● Brief:
All records that follow are to be copied exactly, with images omitted.

[Referring expression pointing data]
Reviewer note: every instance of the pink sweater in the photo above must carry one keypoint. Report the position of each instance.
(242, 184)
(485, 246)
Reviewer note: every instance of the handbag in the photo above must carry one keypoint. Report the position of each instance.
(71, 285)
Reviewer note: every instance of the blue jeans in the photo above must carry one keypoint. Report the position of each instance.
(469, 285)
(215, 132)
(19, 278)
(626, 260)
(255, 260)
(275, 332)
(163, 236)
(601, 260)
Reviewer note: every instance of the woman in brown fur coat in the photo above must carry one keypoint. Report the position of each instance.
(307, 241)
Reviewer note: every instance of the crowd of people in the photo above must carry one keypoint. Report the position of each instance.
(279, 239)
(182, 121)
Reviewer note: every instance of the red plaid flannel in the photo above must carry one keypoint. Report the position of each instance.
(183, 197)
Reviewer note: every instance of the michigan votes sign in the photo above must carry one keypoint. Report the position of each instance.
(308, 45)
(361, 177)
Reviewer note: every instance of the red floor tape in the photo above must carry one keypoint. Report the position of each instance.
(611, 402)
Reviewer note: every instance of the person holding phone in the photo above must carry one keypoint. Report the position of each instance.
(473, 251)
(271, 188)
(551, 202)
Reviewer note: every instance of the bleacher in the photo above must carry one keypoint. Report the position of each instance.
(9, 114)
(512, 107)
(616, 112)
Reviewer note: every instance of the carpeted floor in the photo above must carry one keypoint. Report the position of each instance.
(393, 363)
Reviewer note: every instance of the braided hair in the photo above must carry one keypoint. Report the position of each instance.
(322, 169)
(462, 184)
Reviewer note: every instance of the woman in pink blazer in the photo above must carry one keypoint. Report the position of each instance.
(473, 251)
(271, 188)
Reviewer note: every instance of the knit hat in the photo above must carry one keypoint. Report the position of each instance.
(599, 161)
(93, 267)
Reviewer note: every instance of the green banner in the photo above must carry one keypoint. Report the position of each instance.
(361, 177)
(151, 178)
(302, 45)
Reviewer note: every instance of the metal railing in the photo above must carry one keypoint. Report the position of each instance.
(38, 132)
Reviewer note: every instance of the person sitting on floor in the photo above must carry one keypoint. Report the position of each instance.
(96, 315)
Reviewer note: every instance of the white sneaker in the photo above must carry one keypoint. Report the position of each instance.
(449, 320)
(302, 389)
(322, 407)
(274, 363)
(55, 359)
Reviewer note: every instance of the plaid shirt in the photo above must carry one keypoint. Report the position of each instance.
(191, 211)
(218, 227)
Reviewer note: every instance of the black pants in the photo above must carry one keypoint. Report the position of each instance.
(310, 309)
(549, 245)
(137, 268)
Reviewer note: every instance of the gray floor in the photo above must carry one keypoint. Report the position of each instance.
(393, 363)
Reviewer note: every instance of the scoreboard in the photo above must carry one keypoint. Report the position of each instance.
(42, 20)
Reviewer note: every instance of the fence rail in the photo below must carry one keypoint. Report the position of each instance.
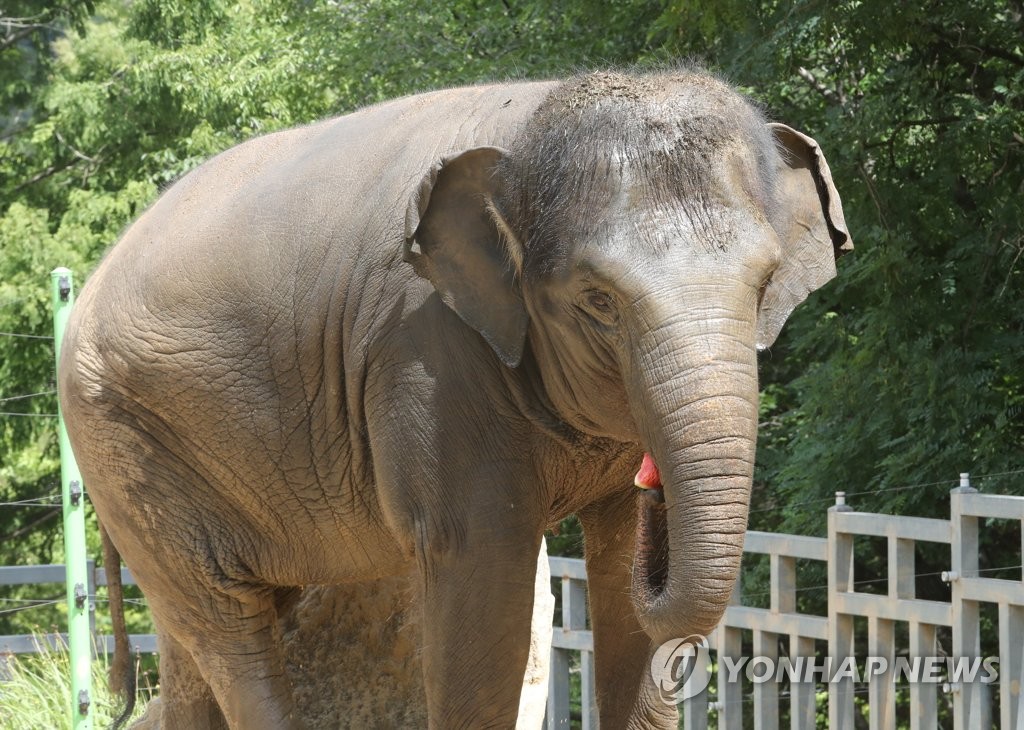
(781, 631)
(42, 574)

● Finished task:
Reviewer note: every instance of the pink sweater in the photo above must carry one keypoint. Report the position of each instance.
(242, 184)
(485, 246)
Reviewer note: every instance of the handbag in the photo above must carry one keypoint. Report the position of each instance.
(71, 285)
Reviewer note: every instance of the blue jeans in the photo above must carry one keypoint. Report the position of each instance.
(469, 285)
(215, 132)
(19, 278)
(626, 260)
(255, 260)
(275, 332)
(163, 236)
(601, 260)
Reviewer note: every instance of the woman in brown fur coat in the photo above must carry one keypoint. Report the position of each instance.
(307, 241)
Reviewer note: every instance of the crowd of people in the photo above must carry one keypoint. Report the position of each instance.
(279, 239)
(182, 121)
Reviewer note: every instance of the red plaid flannel in the photo above must carry one keypoint. Report the position of each instance.
(183, 197)
Reviewer note: every instance of the michigan votes sign in the photo above must carry one keypoint. Report the position of each instance.
(308, 45)
(361, 177)
Reviewer note: every instance of the red floor tape in the photo above must carry one keypoint. Report the position of each instance.
(611, 402)
Reviewer note: every instance of the person holding phone in the photo above must carry one keypoint. Report the position of each instance.
(473, 251)
(271, 188)
(551, 202)
Reviewer note: every instance of the bleacher in the photo above must carry one keypoint. Report the position of each instance.
(9, 114)
(512, 107)
(616, 112)
Reviewer note: every instance of the carpeted floor in the photo above must carry one keypoint. Report the position of each instance.
(393, 363)
Reviewer note: every instance of the braided hair in the photo above must carry one keypoint. Report the position of each instance.
(322, 169)
(462, 184)
Reviewer note: every instance of the woman in pink blazer in the photo above must carry one keypoint. Report the position of each instance.
(473, 251)
(271, 188)
Reviewer note: every instance of the knit hat in the photo above must carry one keypoint. Report the position of each instance.
(599, 161)
(93, 267)
Reviewer note: every instance of the green banner in the photo above must carry one keypoint. Report the position of each instance.
(361, 177)
(151, 178)
(302, 45)
Reviewer note: every instance of the metal railing in the photo above must carry one keypoint. Report the position of each instance.
(38, 132)
Reviewer note: every instance of the person sitting on floor in the photo above must carry one keypoint. Report the position of each instance.
(96, 315)
Reviewer note: every instance of the white sneaker in the photo above must carry one keypoint. Report the position of each instance.
(449, 320)
(302, 389)
(322, 407)
(274, 363)
(55, 359)
Reviewer note: every instance of the plaid shirt in the photo above must carry one keypoint. Report the position of each instance.
(191, 211)
(218, 227)
Reviewer note: every instance of the black pants in the photo above must carry one keypoint. Report the position of each instance.
(310, 309)
(549, 245)
(137, 268)
Reviewer note: every instance of the gray floor in the photo above must carry one keypoint. Report the position of each instance.
(393, 363)
Reviewer note: every instance of the scoreboard in the photo above must carry one keypoint. Report the position of each instance.
(42, 20)
Reviewer note: every instance of the fence rail in the photo below must carry one keypoint. Report the position of each instance.
(781, 631)
(42, 574)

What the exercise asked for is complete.